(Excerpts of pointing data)
[start]
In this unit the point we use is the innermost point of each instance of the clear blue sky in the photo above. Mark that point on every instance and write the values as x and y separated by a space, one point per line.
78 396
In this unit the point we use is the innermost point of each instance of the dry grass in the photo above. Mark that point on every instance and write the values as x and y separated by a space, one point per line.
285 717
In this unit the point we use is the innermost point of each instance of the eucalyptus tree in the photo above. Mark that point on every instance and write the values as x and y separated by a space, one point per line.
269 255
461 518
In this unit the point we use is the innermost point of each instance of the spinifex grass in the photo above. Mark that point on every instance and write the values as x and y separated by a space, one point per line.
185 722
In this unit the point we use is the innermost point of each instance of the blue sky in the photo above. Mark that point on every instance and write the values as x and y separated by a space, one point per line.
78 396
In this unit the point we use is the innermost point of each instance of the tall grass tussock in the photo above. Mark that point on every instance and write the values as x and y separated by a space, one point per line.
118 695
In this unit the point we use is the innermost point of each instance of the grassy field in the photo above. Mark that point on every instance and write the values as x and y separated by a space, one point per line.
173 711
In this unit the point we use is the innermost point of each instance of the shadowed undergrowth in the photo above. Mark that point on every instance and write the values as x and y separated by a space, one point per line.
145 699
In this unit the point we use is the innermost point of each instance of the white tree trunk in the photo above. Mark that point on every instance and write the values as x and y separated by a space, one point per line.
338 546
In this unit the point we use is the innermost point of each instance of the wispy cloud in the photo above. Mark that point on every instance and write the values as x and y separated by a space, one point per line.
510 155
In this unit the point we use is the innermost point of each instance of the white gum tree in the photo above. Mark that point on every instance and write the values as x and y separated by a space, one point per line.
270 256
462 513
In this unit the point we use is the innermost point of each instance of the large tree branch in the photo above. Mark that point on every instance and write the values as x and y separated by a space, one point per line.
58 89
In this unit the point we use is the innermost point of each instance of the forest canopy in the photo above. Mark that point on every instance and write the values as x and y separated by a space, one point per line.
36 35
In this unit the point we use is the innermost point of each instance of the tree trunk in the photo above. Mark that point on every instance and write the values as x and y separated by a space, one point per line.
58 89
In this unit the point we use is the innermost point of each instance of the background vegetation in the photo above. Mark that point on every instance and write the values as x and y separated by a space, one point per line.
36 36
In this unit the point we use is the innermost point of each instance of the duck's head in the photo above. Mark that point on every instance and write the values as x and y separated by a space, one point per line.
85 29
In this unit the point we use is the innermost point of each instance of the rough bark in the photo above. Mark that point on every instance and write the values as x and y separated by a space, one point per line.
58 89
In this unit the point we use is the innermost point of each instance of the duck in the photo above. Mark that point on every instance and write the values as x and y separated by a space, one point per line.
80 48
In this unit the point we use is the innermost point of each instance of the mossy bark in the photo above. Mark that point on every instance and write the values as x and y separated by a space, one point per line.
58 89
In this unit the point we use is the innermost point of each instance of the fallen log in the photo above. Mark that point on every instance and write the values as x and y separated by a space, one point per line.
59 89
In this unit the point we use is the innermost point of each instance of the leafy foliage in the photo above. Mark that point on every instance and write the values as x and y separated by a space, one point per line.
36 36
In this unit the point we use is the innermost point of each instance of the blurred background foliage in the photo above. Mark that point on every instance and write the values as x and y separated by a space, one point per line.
[end]
[start]
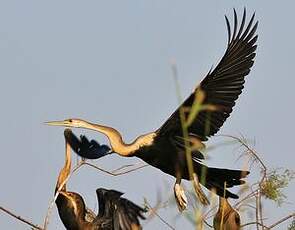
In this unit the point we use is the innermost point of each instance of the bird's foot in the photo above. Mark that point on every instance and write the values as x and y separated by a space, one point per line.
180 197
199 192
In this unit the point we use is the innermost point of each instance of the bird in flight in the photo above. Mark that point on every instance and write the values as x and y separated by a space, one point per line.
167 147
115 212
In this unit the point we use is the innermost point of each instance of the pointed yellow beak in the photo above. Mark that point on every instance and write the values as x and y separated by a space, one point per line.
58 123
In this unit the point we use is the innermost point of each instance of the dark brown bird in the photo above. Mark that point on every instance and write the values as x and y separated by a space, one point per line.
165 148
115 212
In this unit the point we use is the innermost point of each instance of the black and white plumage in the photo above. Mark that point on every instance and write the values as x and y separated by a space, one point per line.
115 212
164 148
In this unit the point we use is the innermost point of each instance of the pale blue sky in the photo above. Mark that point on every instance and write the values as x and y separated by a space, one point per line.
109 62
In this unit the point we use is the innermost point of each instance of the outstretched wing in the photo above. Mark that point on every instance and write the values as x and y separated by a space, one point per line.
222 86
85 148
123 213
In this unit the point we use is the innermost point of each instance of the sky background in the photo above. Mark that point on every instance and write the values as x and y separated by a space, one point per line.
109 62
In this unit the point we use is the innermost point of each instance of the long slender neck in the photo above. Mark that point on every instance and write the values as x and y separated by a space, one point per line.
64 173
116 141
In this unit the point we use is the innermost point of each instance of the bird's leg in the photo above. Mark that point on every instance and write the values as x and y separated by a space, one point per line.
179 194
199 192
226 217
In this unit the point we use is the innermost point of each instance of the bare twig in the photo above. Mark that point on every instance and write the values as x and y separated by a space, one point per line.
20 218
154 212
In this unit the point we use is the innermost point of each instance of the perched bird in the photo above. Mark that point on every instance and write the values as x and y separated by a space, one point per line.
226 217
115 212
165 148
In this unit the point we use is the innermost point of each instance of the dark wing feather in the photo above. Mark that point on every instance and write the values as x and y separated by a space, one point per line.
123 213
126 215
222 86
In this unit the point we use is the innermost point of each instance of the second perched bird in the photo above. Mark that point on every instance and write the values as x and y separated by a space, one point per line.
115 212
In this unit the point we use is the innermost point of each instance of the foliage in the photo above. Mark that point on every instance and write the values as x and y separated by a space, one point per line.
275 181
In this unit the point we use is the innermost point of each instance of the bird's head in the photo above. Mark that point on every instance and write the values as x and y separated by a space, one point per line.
[end]
:: Written task ::
Format the part of the material that opens with the line containing "of the perched" and closes with the line containing "the bird's head" as a numbered list, omitting any blank lines. Include both of those lines and nothing outside that span.

:: Task output ::
1. In this unit the point we use is the innermost point of each instance of the perched bird in the photo above. Mark that point on every instance and write the values as x and y separated by a space, one point per line.
2. 226 217
3. 115 212
4. 165 148
5. In this unit the point we use is the innermost point of each instance of the dark wing feather in the photo above. Mark that point on every instance and write the values as x and y separated by a space, one point per line.
6. 123 213
7. 126 215
8. 222 86
9. In this unit the point we use is the innermost point of each instance of the second perched bird in the photo above. Mark that point on every instance and write the values as x and y separated by a space, one point per line.
10. 115 212
11. In this unit the point we use is the innermost point of each instance of the foliage in the photo above. Mark that point on every instance and write the values as x and y separated by a space, one point per line.
12. 275 181
13. In this unit the point we use is the innermost point of each instance of the bird's head in the photo above. Mark that point on every instance and write the values as x and y separated by a space, one point per line.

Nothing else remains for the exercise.